[Start Dataset excerpts]

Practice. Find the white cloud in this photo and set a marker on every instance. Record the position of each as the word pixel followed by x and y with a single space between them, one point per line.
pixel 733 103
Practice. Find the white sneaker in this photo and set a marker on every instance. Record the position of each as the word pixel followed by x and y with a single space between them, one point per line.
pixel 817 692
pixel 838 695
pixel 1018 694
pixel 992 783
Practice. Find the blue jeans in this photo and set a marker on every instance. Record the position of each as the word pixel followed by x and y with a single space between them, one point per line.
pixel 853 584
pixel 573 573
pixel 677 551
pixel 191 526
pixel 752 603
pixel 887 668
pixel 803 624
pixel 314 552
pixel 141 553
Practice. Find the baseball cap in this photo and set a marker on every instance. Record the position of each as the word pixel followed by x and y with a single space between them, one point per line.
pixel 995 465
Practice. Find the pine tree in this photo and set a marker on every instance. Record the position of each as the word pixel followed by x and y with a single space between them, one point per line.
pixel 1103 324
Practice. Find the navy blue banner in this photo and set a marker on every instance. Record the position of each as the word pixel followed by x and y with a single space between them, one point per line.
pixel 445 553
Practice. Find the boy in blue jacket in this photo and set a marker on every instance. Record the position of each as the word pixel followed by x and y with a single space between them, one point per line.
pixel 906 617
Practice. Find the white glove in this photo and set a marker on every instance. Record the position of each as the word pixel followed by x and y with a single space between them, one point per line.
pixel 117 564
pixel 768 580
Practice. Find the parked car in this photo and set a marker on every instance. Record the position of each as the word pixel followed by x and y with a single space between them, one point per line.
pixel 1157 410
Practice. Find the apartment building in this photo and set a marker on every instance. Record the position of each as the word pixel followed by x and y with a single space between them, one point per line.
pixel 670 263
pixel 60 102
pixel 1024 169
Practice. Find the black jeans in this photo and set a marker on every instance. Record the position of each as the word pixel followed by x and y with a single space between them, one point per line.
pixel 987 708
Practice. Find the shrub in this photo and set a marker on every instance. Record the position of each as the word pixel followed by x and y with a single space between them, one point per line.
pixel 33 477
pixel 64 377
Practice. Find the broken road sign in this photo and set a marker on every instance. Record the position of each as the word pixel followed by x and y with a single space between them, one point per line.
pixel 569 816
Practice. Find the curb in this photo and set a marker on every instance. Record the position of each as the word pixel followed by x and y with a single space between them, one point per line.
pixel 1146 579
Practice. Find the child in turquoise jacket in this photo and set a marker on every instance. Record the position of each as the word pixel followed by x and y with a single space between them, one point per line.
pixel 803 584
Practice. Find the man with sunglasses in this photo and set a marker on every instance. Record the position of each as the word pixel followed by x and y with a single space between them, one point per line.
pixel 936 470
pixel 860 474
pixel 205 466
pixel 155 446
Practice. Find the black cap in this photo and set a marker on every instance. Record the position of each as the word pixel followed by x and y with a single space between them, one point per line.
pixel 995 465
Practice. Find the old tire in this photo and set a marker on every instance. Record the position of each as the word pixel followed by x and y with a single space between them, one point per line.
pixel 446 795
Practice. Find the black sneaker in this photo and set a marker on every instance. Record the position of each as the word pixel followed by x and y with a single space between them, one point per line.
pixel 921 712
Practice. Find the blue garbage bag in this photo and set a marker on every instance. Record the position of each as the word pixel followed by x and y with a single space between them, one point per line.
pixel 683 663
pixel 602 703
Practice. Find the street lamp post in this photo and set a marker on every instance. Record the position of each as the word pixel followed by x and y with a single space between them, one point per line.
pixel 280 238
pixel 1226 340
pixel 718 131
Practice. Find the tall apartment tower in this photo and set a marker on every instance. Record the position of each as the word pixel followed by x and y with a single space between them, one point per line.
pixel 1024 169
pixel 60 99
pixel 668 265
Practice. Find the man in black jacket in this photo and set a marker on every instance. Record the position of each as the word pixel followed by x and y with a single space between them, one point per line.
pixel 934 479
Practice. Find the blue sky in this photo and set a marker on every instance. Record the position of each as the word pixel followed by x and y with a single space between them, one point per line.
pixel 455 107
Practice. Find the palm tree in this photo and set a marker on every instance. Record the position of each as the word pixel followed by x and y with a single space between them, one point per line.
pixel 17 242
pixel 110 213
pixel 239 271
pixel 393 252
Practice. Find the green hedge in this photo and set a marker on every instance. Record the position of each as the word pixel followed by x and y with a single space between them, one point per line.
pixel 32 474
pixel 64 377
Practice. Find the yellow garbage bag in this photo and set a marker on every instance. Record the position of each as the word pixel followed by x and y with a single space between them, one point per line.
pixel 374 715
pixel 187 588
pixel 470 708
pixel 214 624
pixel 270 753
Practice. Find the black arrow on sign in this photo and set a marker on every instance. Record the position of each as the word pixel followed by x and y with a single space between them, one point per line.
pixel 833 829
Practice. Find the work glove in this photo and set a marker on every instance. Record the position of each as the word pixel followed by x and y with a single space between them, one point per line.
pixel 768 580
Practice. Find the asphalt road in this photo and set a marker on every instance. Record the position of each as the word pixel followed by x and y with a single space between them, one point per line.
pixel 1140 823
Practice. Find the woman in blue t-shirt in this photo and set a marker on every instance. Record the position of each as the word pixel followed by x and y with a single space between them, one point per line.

[End Dataset excerpts]

▶ Work instructions
Give back the whole listing, word for word.

▶ Output for this task
Practice. Find the white cloud in this photo and set a marker on every instance. Record the position of each as the word pixel followed by x and y with a single space between them, one point per line.
pixel 733 103
Practice. Find the white sneaker in this photo and set a marker on every instance. Record the position of each as the word pixel followed by x and y with a single space between them, one point per line.
pixel 817 692
pixel 838 695
pixel 1018 694
pixel 992 783
Practice. Find the blue jeans in this photo and set a marker on every instance. Record the position of each as the word pixel followed by x and y with a single space between them, one point per line.
pixel 853 584
pixel 573 573
pixel 677 551
pixel 191 526
pixel 752 603
pixel 887 668
pixel 803 624
pixel 314 552
pixel 141 553
Practice. Find the baseball cap in this photo and set a marker on every instance. Record the position of each as the word pixel followed by x and y with a single space between them, one point per line.
pixel 995 465
Practice. Find the pine tree in this photo and set a marker on every instance. Record the position of each as the word pixel followed by x and y with a single space between them, one point per line.
pixel 1103 324
Practice. Find the navy blue banner in this photo and set a marker on every instance. Record the position of each as the word pixel followed by x and y with a single space between them, one point per line.
pixel 445 553
Practice. Find the boy in blue jacket in this photo and set a marker on every instance. Record the position of each as the word pixel followed by x and y with a single space between them, one point per line.
pixel 906 617
Practice. Find the white glove in this photo and set a marker on every instance. Record the position of each as the word pixel followed by x and y with a single space between them, one point per line.
pixel 117 564
pixel 768 580
Practice. Find the parked car in this photo and set a marker on every instance. Record the position of each as the word pixel followed by x and y with a single space between them, one point per line.
pixel 1157 410
Practice. Find the apartment building in this photo and set a marker on every instance. Record the position of each as the word pixel followed by x and y with a single space between them, one point per line.
pixel 670 263
pixel 60 102
pixel 1024 169
Practice. Find the black jeans in this photo and set a marker on every instance. Record the position of each as the word pixel followed by x and y with a single space between them, one point per line.
pixel 987 708
Practice. Find the shrub in this photo and set a marker on every instance. Record the position of each as the word pixel followed by x and y with a single space between them, one point per line.
pixel 33 477
pixel 64 377
Practice. Find the broken road sign in this photo and set a marker on every instance. Record the position of each as the word pixel followed by x and y with a single space between them, one point per line.
pixel 569 816
Practice. Find the curb in this photo and set a marker on every instance. Record the position of each as the word pixel followed by x and y with a single space between them, one point per line.
pixel 1146 579
Practice. Find the child in turquoise jacket in this photo and set a marker on every instance. Record the position of each as the word pixel followed by x and y with a single space between them, one point per line.
pixel 803 584
Practice. Find the man with sunglasses in this photo and set a marker on every instance. Record the position of each as the word pixel followed by x and y with a single space between them, one point per line.
pixel 936 470
pixel 860 474
pixel 205 466
pixel 155 446
Practice. Find the black cap in this photo and set a marker on every instance. Record the position of each as the word pixel followed by x and y with a single space between them, one point per line.
pixel 995 465
Practice. Find the old tire in this photo and set a marker on every instance. Record the position of each as the word pixel followed by x and y with a single space between them, one point per line.
pixel 446 795
Practice. Find the black sneaker in this photo and set a marker on every instance. Record the position of each as the word pixel followed by x and y with a single space between them, one point per line.
pixel 921 712
Practice. Find the blue garbage bag in this photo and set a marker on every instance. Record the position of each as the word pixel followed by x and y with a single space between them, one point per line.
pixel 683 663
pixel 602 703
Practice. Find the street lamp post in this photo and set a marker on every instance. Record the position of each as the word pixel followed by x and y with a single space between them, one point per line.
pixel 280 238
pixel 1226 340
pixel 718 131
Practice. Find the tall apartment tower in this photo and set a marker on every instance. Record the position of each as the word pixel followed by x and y with a single space between them, one point per line.
pixel 1024 169
pixel 60 99
pixel 668 265
Practice. Find the man in black jacket in this photo and set a marker on every instance. Record the position of each as the word pixel followed by x and y with a single space between them, one point per line.
pixel 934 479
Practice. Find the blue sky in this photo and set a marker on every instance. Record the position of each as the word pixel followed by x and y with a single space between them, one point per line.
pixel 455 107
Practice. Find the palm tree in this photo and set a marker on every instance. Record the position of each as the word pixel followed by x and y with a single space between them, one point per line.
pixel 17 242
pixel 110 213
pixel 239 271
pixel 393 252
Practice. Find the green hedge in this photo and set a marker on every instance. Record the position of each as the word pixel followed by x and y with a single space between them, one point per line.
pixel 32 474
pixel 64 377
Practice. Find the yellow garbage bag in this photo and set a marker on every instance. Record the position of each as the word pixel followed by x and y with a single space between them, one point per line.
pixel 374 715
pixel 187 588
pixel 470 708
pixel 214 624
pixel 270 753
Practice. Find the black arrow on sign in this photo and set a marker on every instance. Record the position of each as the word pixel followed by x and y with a single space between them, one point per line.
pixel 833 829
Practice. Find the work glove in this photo and set a marker on every instance. Record the position of each as the word pixel followed by x and y with a single space between them, one point per line.
pixel 768 580
Practice. Find the asphalt road in this photo and set a marker on every instance. Record the position of each as the word pixel followed by x and y with a single space between them, one point per line.
pixel 1140 823
Practice. Find the woman in blue t-shirt in this photo and set a marker on every instance. Record the position of each as the word pixel followed by x and y with a single space between them, one point per line.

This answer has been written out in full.